What you will do: Find every line in the data below that contains the string "face" and copy each of those lines in full. Case counts, so a match must have the same uppercase and lowercase letters.

======== Supplied information

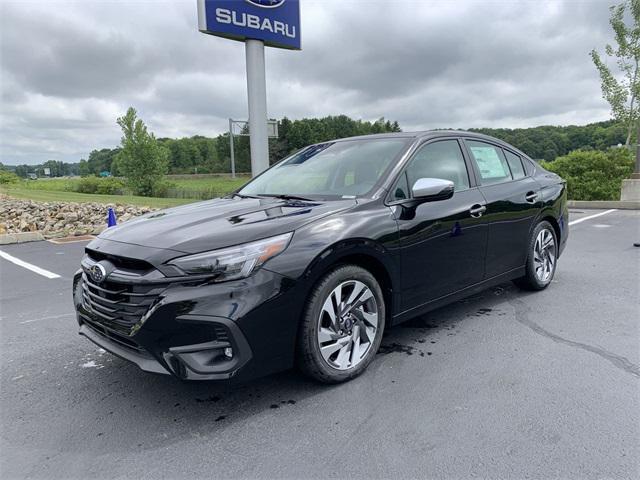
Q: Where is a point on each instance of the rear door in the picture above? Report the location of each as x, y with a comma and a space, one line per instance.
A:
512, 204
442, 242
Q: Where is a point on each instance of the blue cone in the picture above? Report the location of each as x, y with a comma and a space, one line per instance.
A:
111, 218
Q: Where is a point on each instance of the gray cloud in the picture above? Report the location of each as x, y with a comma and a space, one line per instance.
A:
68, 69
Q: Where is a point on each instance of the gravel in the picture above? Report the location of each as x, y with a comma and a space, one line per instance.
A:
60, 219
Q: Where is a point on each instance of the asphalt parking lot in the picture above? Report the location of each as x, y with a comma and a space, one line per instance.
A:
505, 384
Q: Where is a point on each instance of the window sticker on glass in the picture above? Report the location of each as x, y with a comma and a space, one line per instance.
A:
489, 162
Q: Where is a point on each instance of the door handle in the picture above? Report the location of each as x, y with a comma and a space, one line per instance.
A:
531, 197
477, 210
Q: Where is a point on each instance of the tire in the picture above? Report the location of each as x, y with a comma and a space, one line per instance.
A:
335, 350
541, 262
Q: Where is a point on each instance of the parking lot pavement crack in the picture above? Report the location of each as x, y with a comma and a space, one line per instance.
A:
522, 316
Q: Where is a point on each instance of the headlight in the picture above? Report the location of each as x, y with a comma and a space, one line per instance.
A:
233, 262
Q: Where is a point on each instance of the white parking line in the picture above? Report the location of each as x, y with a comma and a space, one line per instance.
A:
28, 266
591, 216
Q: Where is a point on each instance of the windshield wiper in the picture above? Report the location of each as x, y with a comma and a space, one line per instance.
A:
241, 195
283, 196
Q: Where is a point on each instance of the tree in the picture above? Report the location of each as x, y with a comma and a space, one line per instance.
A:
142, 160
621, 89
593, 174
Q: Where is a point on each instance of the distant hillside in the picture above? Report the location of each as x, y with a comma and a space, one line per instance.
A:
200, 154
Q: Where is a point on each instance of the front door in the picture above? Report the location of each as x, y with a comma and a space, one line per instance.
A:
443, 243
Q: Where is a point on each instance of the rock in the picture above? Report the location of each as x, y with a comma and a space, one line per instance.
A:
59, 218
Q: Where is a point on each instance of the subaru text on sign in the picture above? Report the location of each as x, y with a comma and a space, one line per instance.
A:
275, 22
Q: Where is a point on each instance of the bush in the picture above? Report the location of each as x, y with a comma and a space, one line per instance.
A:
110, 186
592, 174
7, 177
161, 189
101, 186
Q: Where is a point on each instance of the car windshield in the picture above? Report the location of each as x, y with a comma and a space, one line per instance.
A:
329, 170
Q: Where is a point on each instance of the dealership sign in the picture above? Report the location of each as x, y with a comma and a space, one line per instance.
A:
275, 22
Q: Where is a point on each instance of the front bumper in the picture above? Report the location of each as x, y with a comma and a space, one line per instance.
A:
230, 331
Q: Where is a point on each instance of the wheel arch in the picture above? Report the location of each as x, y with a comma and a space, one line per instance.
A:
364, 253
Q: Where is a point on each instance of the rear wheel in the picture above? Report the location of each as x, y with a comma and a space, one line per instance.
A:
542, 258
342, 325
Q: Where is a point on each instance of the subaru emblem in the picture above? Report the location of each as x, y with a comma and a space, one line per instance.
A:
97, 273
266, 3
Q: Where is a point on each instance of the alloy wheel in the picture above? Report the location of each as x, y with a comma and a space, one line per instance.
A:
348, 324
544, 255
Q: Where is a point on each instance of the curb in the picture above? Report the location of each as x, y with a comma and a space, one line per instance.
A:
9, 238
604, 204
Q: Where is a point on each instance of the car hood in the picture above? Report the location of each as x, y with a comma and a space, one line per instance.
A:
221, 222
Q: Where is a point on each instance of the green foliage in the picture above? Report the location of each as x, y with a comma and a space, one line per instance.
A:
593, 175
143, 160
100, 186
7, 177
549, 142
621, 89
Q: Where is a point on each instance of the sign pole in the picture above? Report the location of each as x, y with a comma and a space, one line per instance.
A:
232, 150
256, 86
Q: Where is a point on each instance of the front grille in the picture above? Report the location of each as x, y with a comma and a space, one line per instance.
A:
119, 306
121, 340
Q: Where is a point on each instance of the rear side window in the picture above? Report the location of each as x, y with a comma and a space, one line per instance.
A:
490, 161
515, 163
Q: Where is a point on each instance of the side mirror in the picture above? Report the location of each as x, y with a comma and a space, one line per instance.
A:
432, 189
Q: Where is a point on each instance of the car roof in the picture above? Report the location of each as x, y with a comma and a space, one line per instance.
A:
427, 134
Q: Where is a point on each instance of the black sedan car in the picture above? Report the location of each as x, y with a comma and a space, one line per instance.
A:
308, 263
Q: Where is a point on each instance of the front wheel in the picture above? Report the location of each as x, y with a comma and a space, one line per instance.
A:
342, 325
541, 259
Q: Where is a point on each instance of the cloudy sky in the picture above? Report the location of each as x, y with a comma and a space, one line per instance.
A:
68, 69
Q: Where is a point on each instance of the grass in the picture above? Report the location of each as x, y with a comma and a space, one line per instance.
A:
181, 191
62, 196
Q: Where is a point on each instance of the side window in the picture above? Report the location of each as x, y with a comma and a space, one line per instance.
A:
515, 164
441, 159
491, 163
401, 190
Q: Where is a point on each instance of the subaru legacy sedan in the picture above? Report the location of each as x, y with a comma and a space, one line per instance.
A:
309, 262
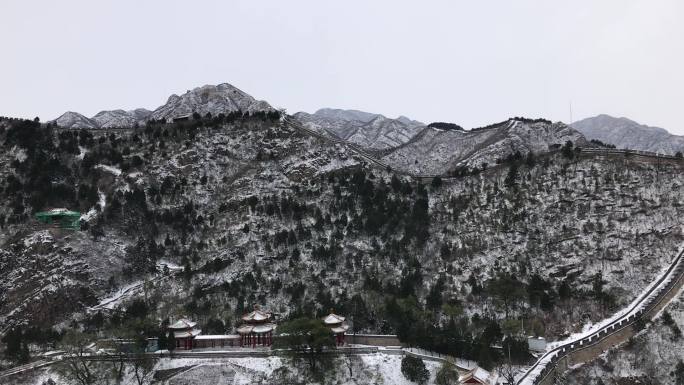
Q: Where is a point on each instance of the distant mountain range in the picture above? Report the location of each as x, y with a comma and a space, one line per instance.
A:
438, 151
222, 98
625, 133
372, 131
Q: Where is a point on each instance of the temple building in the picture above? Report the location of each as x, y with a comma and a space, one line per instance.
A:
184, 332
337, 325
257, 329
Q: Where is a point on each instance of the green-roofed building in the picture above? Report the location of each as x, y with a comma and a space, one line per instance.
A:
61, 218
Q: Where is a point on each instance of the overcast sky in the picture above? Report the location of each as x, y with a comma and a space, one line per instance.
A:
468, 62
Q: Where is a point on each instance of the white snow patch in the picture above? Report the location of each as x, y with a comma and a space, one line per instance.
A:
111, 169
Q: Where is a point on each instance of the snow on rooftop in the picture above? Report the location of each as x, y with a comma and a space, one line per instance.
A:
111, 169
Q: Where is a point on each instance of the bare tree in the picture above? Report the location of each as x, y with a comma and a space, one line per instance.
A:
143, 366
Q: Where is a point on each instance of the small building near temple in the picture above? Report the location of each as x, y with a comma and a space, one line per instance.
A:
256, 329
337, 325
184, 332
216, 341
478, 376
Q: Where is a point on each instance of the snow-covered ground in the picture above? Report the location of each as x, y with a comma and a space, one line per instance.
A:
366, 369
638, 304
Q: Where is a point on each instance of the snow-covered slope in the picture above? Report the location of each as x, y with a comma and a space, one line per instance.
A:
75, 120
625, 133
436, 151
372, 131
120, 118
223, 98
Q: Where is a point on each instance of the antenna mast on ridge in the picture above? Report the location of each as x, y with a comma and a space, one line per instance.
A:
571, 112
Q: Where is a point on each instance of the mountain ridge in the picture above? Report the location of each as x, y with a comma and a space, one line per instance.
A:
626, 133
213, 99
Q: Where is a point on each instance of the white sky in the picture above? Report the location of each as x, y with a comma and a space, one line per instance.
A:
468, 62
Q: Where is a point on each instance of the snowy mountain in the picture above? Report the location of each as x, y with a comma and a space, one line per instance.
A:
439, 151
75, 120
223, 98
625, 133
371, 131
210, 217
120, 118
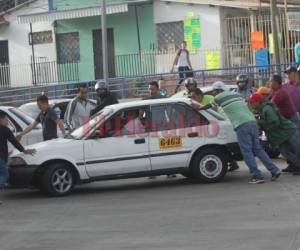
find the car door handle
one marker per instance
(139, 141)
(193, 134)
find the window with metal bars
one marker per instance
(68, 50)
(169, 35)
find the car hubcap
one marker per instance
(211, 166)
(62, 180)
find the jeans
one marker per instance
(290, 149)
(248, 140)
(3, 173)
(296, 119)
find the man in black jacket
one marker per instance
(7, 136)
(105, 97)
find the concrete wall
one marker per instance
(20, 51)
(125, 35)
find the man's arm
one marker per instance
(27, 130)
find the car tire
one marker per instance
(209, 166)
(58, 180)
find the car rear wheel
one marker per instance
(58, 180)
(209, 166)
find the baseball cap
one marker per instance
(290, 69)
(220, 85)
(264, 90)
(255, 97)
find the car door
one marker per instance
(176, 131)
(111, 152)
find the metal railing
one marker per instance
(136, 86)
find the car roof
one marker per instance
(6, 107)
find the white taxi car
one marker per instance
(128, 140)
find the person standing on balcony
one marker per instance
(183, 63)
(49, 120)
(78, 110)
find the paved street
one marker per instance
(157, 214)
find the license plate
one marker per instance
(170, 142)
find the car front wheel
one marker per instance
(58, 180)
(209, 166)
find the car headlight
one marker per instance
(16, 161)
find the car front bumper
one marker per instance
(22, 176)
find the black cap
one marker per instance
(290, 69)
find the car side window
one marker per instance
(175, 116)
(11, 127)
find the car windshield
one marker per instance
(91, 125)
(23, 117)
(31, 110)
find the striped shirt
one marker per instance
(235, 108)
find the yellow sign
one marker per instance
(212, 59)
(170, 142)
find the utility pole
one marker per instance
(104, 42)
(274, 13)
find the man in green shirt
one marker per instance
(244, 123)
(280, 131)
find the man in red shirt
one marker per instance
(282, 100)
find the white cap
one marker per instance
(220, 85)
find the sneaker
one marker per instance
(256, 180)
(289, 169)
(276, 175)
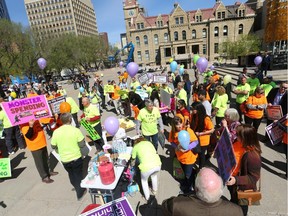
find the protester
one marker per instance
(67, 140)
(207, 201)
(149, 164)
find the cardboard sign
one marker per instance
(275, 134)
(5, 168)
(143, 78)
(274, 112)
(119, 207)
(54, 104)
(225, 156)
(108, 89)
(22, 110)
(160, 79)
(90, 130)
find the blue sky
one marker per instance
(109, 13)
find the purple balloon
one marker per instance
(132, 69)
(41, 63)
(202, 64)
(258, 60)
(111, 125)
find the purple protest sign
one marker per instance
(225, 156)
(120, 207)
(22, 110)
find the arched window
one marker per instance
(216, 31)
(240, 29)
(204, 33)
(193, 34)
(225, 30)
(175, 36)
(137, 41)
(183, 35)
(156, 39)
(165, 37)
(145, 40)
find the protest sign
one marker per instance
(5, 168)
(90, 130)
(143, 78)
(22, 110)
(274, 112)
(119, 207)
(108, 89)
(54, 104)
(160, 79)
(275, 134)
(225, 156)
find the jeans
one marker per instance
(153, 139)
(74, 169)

================
======== Supplied information

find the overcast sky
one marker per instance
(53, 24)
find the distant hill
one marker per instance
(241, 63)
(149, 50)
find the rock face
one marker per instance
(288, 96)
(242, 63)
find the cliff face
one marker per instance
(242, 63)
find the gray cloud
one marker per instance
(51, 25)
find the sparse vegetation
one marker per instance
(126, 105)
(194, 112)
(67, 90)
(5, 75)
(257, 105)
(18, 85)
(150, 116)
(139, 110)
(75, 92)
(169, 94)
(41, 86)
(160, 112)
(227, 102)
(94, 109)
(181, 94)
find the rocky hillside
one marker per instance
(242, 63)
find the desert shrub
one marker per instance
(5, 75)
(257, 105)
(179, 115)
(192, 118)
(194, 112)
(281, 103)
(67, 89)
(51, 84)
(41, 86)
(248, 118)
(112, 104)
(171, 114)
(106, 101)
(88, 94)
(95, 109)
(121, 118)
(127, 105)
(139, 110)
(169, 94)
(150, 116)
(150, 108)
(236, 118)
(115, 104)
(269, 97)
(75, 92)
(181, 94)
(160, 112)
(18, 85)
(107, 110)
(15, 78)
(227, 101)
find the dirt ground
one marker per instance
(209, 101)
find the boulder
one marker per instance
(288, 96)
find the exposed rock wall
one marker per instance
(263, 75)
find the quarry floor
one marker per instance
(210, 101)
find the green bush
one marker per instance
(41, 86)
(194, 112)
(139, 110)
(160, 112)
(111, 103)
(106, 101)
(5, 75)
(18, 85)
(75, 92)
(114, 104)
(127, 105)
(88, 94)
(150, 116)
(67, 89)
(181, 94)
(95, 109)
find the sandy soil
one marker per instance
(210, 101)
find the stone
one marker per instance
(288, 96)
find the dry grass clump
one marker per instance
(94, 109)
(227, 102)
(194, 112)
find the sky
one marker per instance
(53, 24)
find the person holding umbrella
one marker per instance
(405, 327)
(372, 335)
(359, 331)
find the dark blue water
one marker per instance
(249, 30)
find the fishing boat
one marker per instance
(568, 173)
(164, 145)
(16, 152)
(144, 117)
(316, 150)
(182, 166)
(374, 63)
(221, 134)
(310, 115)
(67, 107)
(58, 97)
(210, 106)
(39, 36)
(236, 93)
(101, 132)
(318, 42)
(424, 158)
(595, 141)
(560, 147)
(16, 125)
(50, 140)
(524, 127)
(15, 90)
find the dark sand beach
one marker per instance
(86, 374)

================

Result of the task:
find the rock face
find the cliff face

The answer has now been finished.